TASK DETAILS
Pick out each line in the data below that contains the string "diagonal", treating uppercase and lowercase as different.

──────────────────────────────

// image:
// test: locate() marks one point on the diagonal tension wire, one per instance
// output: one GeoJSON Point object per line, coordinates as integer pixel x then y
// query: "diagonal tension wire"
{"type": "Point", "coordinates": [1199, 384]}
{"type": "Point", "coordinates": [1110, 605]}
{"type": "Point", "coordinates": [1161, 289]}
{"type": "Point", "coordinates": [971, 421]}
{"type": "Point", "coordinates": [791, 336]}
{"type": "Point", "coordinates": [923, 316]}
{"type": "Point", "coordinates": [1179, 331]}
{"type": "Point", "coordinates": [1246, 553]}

──────────────────────────────

PROBLEM SOLUTION
// test: locate() marks one point on the diagonal tension wire, one per instance
// query: "diagonal tension wire"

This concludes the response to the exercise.